■ **WHAT IS NEEDED**
Could you carry on the court opinion on the Labor Board's petition to enforce its order against U.S. Steel and the operating engineers' local, starting after its last sentence?

April 13, 1960
NATIONAL LABOR RELATIONS BOARD, PETITIONER,
UNITED STATES STEEL CORPORATION, AMERICAN BRIDGE DIVISION, AND LOCAL UNION 542, INTERNATIONAL UNION OF OPERATING ENGINEERS, AFL-CIO, RESPONDENTS.
Before BIGGS, Chief Judge, GOODRICH, McLAUGHLIN, KALODNER, STALEY, HASTIE and FORMAN, Circuit Judges.
GOODRICH, C. J.: The National Labor Relations Board in this case petitions for enforcement of an order made by it against both the employer United States Steel Corporation (American Bridge Division) and Local Union 542, International Union of Operating Engineers, AFL-CIO. There is no doubt about jurisdiction of the Board and the Court. The Board has found that the employer violated Sections 8(a)(1) and (3) of the National Labor Relations Act*fn1 and that the union violated Sections 8(b)(1)(A) and (2) of the Act.*fn2 The complaint here was started by an employee named Russell who claimed to have been discriminated against in hiring procedures.

■ **SUPPLIED MATERIAL**
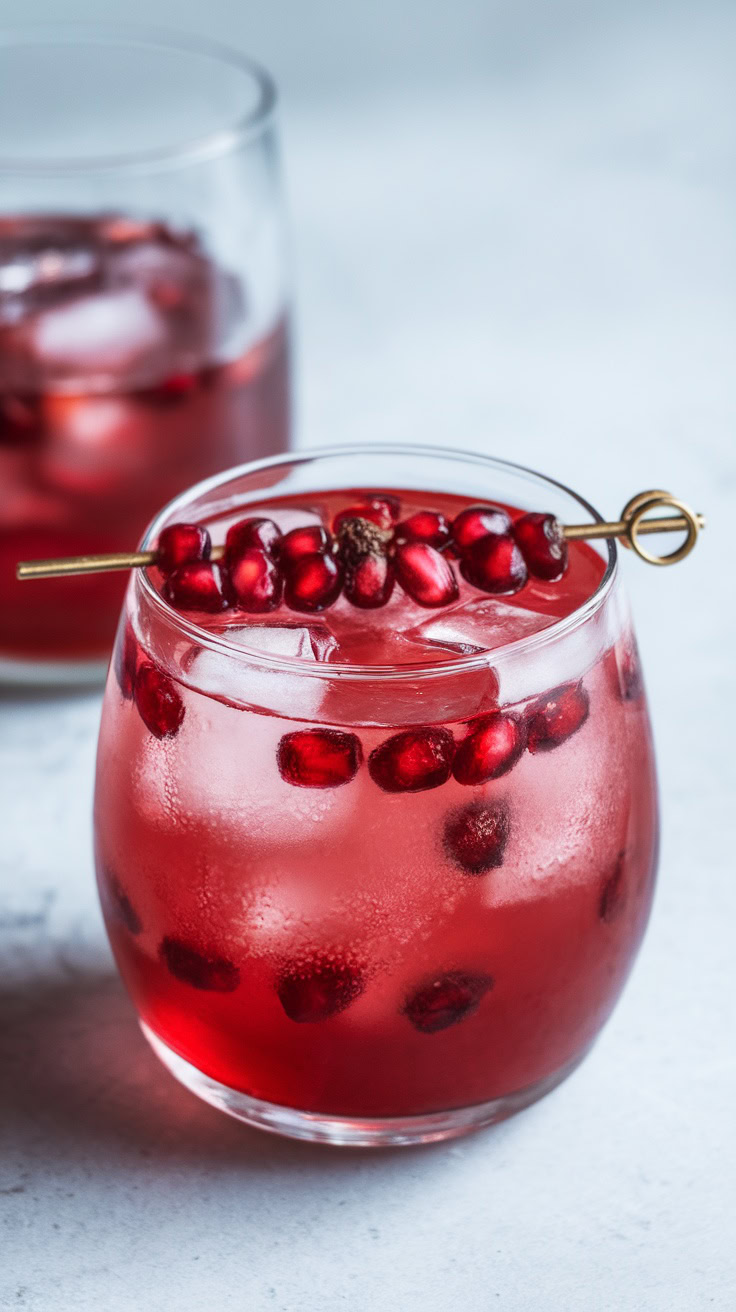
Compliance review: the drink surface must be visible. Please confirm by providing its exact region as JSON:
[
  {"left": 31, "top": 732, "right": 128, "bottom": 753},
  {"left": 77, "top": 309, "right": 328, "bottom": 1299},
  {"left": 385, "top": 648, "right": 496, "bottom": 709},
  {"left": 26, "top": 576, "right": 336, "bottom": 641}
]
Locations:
[
  {"left": 0, "top": 215, "right": 289, "bottom": 660},
  {"left": 96, "top": 489, "right": 657, "bottom": 1118}
]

■ **ANSWER TO THE EXERCISE**
The facts are fully stated in the opinion of the Board, 122 N.L.R.B. No. 155. We will summarize them very briefly here. There is no formal contract between American Bridge Division of the United States Steel Corporation and Local 542. But it was shown that the provisions of the area-wide contract between Local 542 and various contractor associations in the area have been followed with regard to American Bridge's operations at U.S. Steel's Morrisville, Pennsylvania, plant.
One of the provisions of the area-wide contract requires the employer to employ a Master Mechanic whenever seven or more engineers are utilized on any one project. Hiring of operating engineers at the Morrisville plant was performed by the Master Mechanic (a union man) who is a "supervisor" within the meaning of Section 2(11) of the Act.*fn3 There is sufficient evidence in the record to support the Board's findings that (1) the Master Mechanic (except for two instances) exercised complete control over the selection of operating engineers to be employed, (2) the Master Mechanic secured employees exclusively from the hiring hall maintained by Local 542, and (3) the Master Mechanic was required by the constitution of the International Union and by the by-laws approved by the members of Local 542*fn4 to hire only those in good standing with the union. Added to these findings is the fact that neither the employer nor the union suggested before the Board that any non-union men were employed by American Bridge at the Morrisville plant.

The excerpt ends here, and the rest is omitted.